[Records from a data source]
=== Section Start ===

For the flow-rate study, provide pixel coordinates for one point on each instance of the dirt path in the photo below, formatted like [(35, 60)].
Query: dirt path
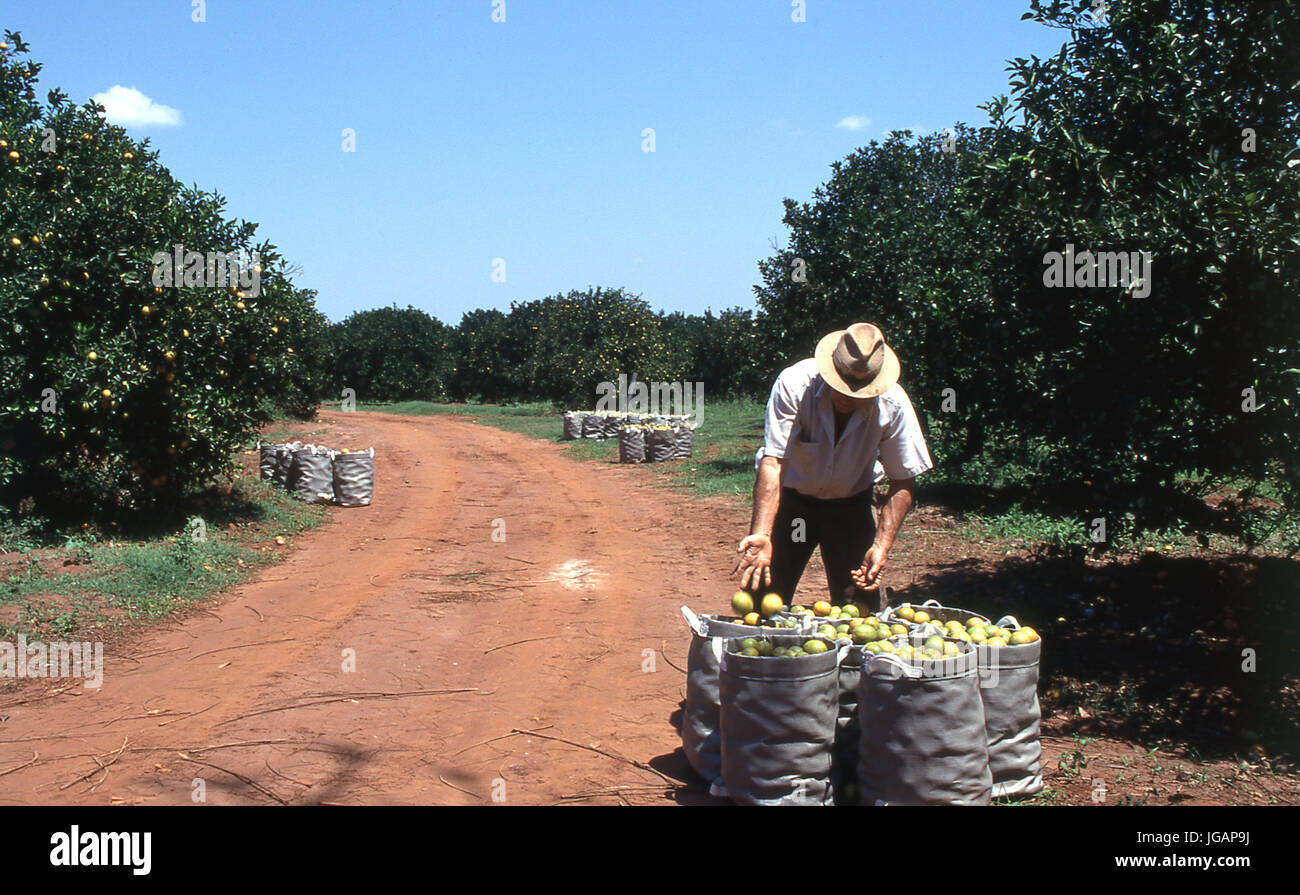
[(558, 630)]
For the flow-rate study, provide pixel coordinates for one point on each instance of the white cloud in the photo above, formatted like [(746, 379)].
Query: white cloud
[(129, 107)]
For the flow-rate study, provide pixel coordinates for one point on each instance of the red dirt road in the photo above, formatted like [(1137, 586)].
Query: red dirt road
[(557, 630)]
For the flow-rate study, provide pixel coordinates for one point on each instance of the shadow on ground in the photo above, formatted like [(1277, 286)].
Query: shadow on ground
[(1194, 652)]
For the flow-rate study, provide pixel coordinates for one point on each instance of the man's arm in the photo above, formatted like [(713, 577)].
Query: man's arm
[(897, 502), (755, 562)]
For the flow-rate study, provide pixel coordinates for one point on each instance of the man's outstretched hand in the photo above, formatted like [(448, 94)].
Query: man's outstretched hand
[(755, 562), (867, 578)]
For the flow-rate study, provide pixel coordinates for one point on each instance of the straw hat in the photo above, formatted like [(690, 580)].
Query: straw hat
[(857, 362)]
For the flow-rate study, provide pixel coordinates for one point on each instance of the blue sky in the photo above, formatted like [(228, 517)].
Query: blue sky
[(523, 139)]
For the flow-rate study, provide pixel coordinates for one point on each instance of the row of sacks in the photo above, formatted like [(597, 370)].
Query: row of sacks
[(598, 424), (655, 444), (858, 727), (317, 474)]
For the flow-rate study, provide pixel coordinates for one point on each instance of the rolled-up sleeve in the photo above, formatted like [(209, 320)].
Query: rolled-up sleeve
[(902, 444), (783, 407)]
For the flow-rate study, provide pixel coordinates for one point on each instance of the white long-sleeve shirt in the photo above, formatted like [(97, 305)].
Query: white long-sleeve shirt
[(880, 440)]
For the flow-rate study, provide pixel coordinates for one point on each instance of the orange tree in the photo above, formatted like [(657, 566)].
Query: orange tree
[(116, 393), (391, 354), (570, 344)]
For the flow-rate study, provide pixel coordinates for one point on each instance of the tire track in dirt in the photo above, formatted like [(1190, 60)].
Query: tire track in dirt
[(547, 630)]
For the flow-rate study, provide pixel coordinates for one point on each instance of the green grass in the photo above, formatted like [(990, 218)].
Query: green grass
[(91, 587)]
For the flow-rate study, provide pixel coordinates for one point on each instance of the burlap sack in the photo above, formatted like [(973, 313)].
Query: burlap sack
[(354, 479), (661, 445), (1009, 688), (632, 444), (778, 723), (267, 461), (923, 739), (701, 733)]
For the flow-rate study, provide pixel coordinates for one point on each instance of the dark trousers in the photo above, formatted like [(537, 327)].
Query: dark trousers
[(843, 527)]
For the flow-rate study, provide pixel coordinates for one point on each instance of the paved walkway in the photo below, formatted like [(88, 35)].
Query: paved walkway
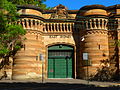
[(65, 81)]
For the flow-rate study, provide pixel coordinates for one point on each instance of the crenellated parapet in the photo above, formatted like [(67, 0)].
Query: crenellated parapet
[(31, 24)]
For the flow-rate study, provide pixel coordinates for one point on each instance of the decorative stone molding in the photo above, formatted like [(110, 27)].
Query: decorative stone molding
[(96, 32)]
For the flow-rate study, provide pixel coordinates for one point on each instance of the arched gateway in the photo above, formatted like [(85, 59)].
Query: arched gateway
[(60, 61)]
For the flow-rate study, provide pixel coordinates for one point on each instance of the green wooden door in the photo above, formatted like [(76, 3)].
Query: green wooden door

=== Section End ===

Exercise brief: Wherever a line above contains the string "wooden", count it; then give the total alone.

Solution to this problem: 2